DOCUMENT =>
Re: [gentoo-dev] [RFC/announcement] Reviewers project

2015-10-11 Thread Alexis Ballier
On Sat, 10 Oct 2015 20:37:39 +0200
hasufell  wrote:
[...]
> >> This is just a concept of peer-reviewing, which was very difficult
> >> in CVS times.
> > 
> > I fail to see how post-commit reviews are made easier with git.
> > 
> 
> Quite offtopic, but we could discuss this off-list if you want.


You could just have said why. I don't see a difference between
reviewing gentoo-commits from cvs than reviewing gentoo-commits from
git. Maybe there's something you prefer, that I don't use, and I can't
debate your preferences.


> > [...]
> >>> Also, you should probably focus on what's really important:
> >>> reviews like "this is weird, care to explain?" or stylistic
> >>> nitpicks are just a waste of every one time, meaning more
> >>> important stuff does not get done.
> >>>
> >>
> >> 'has_version' (which you are probably referring to) as a
> >> conditional for sedding headers is more than just "weird" and
> >> indicates a serious build system bug that needs to be addressed
> >> properly.
> > 
> > It indicates a conditional fix. Just as the code says.
> 
> It's a hack, not a fix. And as such, it is worth discussing.

RAW DATA =>
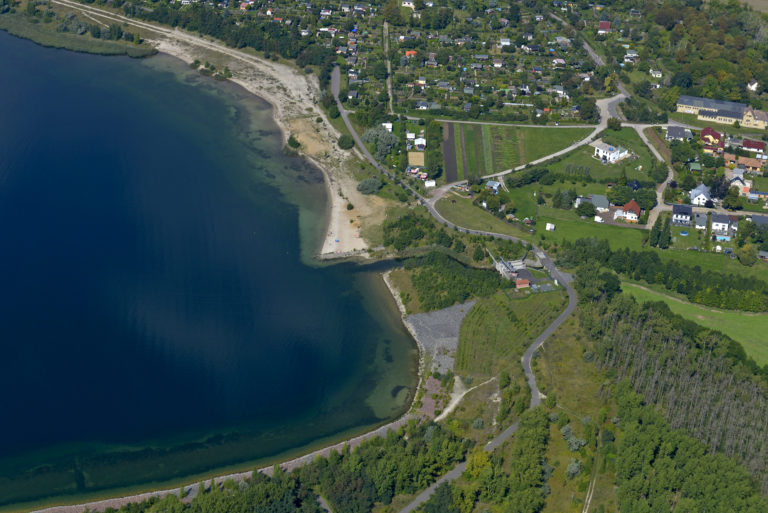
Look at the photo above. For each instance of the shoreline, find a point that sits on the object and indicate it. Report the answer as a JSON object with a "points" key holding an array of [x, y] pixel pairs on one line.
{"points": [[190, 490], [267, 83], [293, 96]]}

---

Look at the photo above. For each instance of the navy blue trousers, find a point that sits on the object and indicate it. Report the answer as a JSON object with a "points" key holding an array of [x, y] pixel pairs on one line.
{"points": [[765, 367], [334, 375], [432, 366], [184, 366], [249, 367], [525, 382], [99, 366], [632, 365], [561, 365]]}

TASK REQUIREMENTS =>
Please duplicate part of the mailing-list reply about the Reviewers project word for word, beginning at the words "You could just" and stopping after "not get done.". The records have nothing to do with the text.

EXERCISE OUTPUT =>
You could just have said why. I don't see a difference between
reviewing gentoo-commits from cvs than reviewing gentoo-commits from
git. Maybe there's something you prefer, that I don't use, and I can't
debate your preferences.


> > [...]
> >>> Also, you should probably focus on what's really important:
> >>> reviews like "this is weird, care to explain?" or stylistic
> >>> nitpicks are just a waste of every one time, meaning more
> >>> important stuff does not get done.